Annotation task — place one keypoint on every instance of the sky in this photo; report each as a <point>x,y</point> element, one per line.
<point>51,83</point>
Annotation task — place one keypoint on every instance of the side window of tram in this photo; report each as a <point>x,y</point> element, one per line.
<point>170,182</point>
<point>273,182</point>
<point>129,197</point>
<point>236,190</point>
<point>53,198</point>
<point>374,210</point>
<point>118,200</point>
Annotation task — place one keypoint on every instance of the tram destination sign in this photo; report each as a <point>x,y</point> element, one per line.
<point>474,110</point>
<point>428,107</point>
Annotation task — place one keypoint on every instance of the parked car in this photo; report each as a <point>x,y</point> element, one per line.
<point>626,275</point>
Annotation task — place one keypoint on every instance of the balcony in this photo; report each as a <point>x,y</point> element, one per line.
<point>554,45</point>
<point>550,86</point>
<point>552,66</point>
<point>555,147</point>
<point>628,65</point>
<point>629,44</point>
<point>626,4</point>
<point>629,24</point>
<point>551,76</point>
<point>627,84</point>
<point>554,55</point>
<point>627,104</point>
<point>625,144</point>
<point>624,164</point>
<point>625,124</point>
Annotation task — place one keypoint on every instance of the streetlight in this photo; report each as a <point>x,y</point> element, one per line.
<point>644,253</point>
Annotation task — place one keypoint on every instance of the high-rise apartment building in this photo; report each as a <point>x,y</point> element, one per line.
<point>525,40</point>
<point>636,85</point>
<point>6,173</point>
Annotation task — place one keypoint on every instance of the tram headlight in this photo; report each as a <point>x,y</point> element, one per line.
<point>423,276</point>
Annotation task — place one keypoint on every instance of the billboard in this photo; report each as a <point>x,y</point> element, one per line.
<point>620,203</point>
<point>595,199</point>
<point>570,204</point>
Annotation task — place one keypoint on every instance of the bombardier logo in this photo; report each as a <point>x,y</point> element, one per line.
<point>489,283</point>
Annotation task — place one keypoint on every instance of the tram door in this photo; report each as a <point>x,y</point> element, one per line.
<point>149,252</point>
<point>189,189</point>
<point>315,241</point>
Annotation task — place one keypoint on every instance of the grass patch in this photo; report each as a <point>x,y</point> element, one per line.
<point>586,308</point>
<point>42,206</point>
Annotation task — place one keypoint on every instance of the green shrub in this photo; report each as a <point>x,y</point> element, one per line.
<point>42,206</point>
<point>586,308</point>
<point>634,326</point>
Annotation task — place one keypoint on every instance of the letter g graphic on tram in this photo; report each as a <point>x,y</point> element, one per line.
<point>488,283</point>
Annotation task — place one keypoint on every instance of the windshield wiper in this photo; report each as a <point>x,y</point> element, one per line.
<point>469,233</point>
----------------
> **DIRECTIONS FOR THIS TASK**:
Produce an exact copy of all the records.

> **EXERCISE SOLUTION**:
Annotation task — place one keypoint on every instance of the sky in this photo; report each as a <point>x,y</point> element, one per line.
<point>51,83</point>
Annotation task — place one keypoint on every instance of the side window of tram in this photo; report each as a <point>x,y</point> element, one per line.
<point>170,182</point>
<point>273,182</point>
<point>129,197</point>
<point>236,190</point>
<point>53,198</point>
<point>374,210</point>
<point>118,200</point>
Annotation task — place one keypoint on every instance of the tram destination sign in this photo; report each as a <point>x,y</point> element, one per line.
<point>474,110</point>
<point>428,107</point>
Annotation task — place one keypoint on every instance of the parked car in this photo; report each as a <point>x,y</point> element, one per line.
<point>626,275</point>
Annotation task — place one keypoint on every instance of the balcony in this photo; report each as a <point>x,y</point> element, one per line.
<point>554,45</point>
<point>550,86</point>
<point>552,66</point>
<point>555,147</point>
<point>628,65</point>
<point>629,44</point>
<point>626,4</point>
<point>629,24</point>
<point>551,76</point>
<point>627,84</point>
<point>554,55</point>
<point>627,104</point>
<point>625,144</point>
<point>624,164</point>
<point>625,124</point>
Annotation task — place one keypoint on every instance of the streetlight in this photo; report each as a <point>x,y</point> element, one per line.
<point>644,253</point>
Annotation task — place one keypoint on every instance of the high-rise apartment building in this photo; report each as a <point>x,y</point> element, one per line.
<point>525,40</point>
<point>636,85</point>
<point>6,173</point>
Annotation task — place one keypoint on every instance of the tram headlight in this photo; report each as a <point>x,y</point> element, one per line.
<point>423,276</point>
Annotation task — place one keypoint on every instance of the billboard in this photo; report each as a <point>x,y</point> element, one per line.
<point>620,203</point>
<point>595,199</point>
<point>570,204</point>
Annotation task — place one keypoint on every instance of the bombardier logo in this photo; report each as a <point>x,y</point> element, one per line.
<point>489,283</point>
Annotation task — place one keypoint on every instance of the tram door in this photo; report each as a <point>x,y</point> element, one per line.
<point>149,252</point>
<point>189,189</point>
<point>315,241</point>
Annotation task — place one keypoint on every instance of the grass patch in this photo; report each as a <point>x,y</point> element, one per line.
<point>586,308</point>
<point>42,206</point>
Annotation task — place one keypoint on every instance of the green shrub in this photo; report each as a <point>x,y</point> element, one per line.
<point>42,206</point>
<point>586,308</point>
<point>634,326</point>
Annotation task — place one keypoint on every instance of the letter g graphic on tram in this photo; report each as a <point>x,y</point> element, one per line.
<point>488,283</point>
Annotation task — place one keypoint on every instance of the windshield wiper in this photo; report each as a <point>x,y</point> element, one per line.
<point>469,233</point>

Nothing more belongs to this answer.